» WORK ITEM A
Answer these questions using the Blazing Across the Pecos entry, one answer per line:
(i) Who edited the film?
(ii) What is its running time?
(iii) Where does it fall in the Durango Kid series?
» WORK ITEM B
Using the Blazing Across the Pecos entry, decide whether each statement agrees with it. Answer yes or no and quote the words that decide it.
(i) Ray Nazarro wrote the screenplay.
(ii) Columbia Pictures distributed the film.
(iii) The film was released in 1950.
» WORK ITEM C
Please echo everything in the Blazing Across the Pecos entry from "1948 film by" down to "Durango Kid series.".

» EXCERPT
- Theatrical release poster
- Directed by: Ray Nazarro
- Screenplay by: Norman S. Hall
- Produced by: Colbert Clark
- Starring: Charles Starrett Patricia Barry Paul Campbell Charles C. Wilson Thomas E. Jackson Red Arnall Smiley Burnette
- Cinematography: Ira H. Morgan
- Edited by: Richard Fantl
- Production company: Columbia Pictures
- Distributed by: Columbia Pictures
- Release date: July 1, 1948;
- Running time: 55 minutes
- Country: United States
- Language: English

= Blazing Across the Pecos =

1948 film by Ray Nazarro

Blazing Across the Pecos is a 1948 American Western film directed by Ray Nazarro and written by Norman S. Hall. The film stars Charles Starrett, Patricia Barry, Paul Campbell, Charles C. Wilson, Thomas E. Jackson, Red Arnall and Smiley Burnette. The film was released on July 1, 1948, by Columbia Pictures. This was the thirty-second of 65 films in the Durango Kid series.

» RECORDS PROVIDED
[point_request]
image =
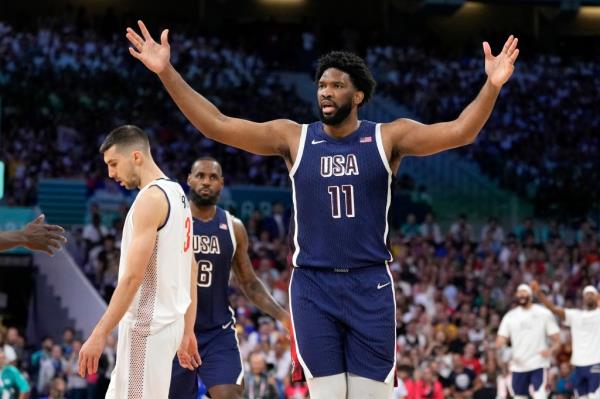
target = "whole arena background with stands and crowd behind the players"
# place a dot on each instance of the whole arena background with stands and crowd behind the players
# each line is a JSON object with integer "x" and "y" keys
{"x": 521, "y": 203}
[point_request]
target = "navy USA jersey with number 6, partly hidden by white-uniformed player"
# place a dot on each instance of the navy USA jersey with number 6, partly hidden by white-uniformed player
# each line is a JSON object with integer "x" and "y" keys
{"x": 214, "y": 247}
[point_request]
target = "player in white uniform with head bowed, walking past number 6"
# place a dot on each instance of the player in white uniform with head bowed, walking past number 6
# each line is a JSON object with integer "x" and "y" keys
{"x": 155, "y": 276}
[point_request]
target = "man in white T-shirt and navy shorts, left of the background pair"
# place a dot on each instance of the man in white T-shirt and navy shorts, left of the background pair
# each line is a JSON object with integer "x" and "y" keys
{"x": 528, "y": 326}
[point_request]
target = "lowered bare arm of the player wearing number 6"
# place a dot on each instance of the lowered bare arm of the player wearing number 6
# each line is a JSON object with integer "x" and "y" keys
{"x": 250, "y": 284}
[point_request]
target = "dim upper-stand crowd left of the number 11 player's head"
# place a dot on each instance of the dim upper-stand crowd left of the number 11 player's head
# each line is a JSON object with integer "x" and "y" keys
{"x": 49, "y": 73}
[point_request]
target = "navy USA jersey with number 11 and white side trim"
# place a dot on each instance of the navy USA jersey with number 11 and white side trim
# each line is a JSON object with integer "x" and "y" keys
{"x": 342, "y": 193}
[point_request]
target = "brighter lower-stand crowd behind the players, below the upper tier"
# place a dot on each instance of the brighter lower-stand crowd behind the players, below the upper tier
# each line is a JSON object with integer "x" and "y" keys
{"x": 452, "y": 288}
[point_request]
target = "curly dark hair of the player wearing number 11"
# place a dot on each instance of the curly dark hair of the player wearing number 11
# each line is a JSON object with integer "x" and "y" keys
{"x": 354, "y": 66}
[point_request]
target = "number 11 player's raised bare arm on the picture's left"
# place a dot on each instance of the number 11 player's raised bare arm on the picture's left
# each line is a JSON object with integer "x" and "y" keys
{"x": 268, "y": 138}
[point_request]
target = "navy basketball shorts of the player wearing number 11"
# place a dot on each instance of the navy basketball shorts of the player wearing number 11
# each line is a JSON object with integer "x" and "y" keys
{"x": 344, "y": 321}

» EXPECTED ANSWER A
(i) Richard Fantl
(ii) 55 minutes
(iii) It was the thirty-second of 65 films in the series.

» EXPECTED ANSWER B
(i) No: "Screenplay by: Norman S. Hall"
(ii) Yes: "Distributed by: Columbia Pictures"
(iii) No: "Release date: July 1, 1948"

» EXPECTED ANSWER C
1948 film by Ray Nazarro

Blazing Across the Pecos is a 1948 American Western film directed by Ray Nazarro and written by Norman S. Hall. The film stars Charles Starrett, Patricia Barry, Paul Campbell, Charles C. Wilson, Thomas E. Jackson, Red Arnall and Smiley Burnette. The film was released on July 1, 1948, by Columbia Pictures. This was the thirty-second of 65 films in the Durango Kid series.